§ **BRANO FORNITO**
Europa

Bruxelles. Socialisti a caccia di una coalizione con Tzipras e Macron. E senza il Ppe

Giovanni Maria Del Re venerdì 17 maggio 2019

Gli «spitzenkandidaten» Jan Zahradil, Nico Cue, Ska Keller, Margrethe Vestager, Frans Timmermans, Manfred Weber (Epa)

Una grande alleanza da Tsipras a Macron, senza Ppe e senza sovranisti. Utilizza l’occasione del dibattito televisivo tra i capilista dei vari gruppi al Parlamento Europeo il socialista, Frans Timmermans (primo vicepresidente della Commissione Europea), per lanciare la sua idea di alleanze dopo le Europee del 23-26 maggio. Una proposta in uno scenario scintillante, con la sala della plenaria del Parlamento Europeo a Bruxelles trasformata per una serata in un gigantesco studio televisivo.

L’atmosfera è un po’ quella dello Eurovision Song Contest, a guidare il dibattito una giornalista della televisione francese e un collega di quella tedesca. «Dibattito tra i candidati alla presidenza della Commissione» si legge a caratteri cubitali. Una forzatura, basata sulla richiesta di Popolari e Socialisti che il capolista del partito uscito primo alle Europee sia nominato presidente della Commissione. Un automatismo non previsto dai Trattati Ue e che non piace a molti leader, Macron in testa.

§ **Descrizioni di regioni in linguaggio naturale**
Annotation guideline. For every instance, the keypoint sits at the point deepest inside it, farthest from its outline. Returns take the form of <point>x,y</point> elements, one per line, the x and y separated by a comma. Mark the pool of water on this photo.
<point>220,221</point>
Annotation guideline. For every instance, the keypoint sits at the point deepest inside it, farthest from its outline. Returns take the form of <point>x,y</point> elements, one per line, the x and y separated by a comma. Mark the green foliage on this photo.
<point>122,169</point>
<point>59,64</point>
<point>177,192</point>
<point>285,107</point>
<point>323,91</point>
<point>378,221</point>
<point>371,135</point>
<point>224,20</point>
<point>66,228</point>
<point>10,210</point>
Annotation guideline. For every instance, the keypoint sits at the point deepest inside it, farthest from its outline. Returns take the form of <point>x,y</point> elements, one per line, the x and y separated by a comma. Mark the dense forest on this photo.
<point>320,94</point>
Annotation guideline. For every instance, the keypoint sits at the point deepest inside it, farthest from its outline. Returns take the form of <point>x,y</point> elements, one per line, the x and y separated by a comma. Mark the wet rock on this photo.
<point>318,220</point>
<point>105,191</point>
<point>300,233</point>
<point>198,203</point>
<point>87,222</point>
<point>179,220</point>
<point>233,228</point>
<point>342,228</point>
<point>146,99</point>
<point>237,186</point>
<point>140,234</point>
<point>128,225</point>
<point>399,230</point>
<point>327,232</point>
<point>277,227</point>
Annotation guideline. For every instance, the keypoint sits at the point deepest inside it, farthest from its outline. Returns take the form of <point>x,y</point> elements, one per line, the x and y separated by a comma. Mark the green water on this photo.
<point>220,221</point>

§ **ISTRUZIONI**
Prosegui l'articolo sul dibattito televisivo tra i capilista alle Europee, riprendendo dopo la sua ultima frase. Le righe non hanno alcun ruolo in questo compito.

§ **RISPOSTA**
A sfidarsi, oltre a Timmermans, ci sono il popolare tedesco Manfred Weber, sostenuto da Merkel per la successione a Jean-Claude Juncker, il ceco Jan Zahradil per il gruppo dei Conservatori e riformisti, la liberale danese Margrethe Vestager (l’unica a non essere capolista), commissario alla Concorrenza, la Verde tedesca Ska Keller e, per l’estrema Sinistra, l’ex sindacalista belga Nico Cue. «La mia offerta – dice Timmermans – è di lavorare insieme i prossimi cinque anni, in modo da garantire che la prossima Commissione metta la crisi del clima in cima all’agenda, sono sicuro che convinceremo molti nella famiglia liberale e possiamo creare un’alleanza che vada da Tsipras a Macron». Stando almeno agli ultimi sondaggi, a dire il vero, i numeri non basterebbero. A essere il più sotto attacco è comunque proprio Weber. Lui cerca di mostrarsi conciliante, «io – dichiara, alludendo alle parole di Jean-Claude Juncker appena nominato nel 2014 – non dico che la mia sarà la Commissione dell’ultima chance, ma quella di una ripartenza», promettendo un’Ue più unita e vicina ai cittadini.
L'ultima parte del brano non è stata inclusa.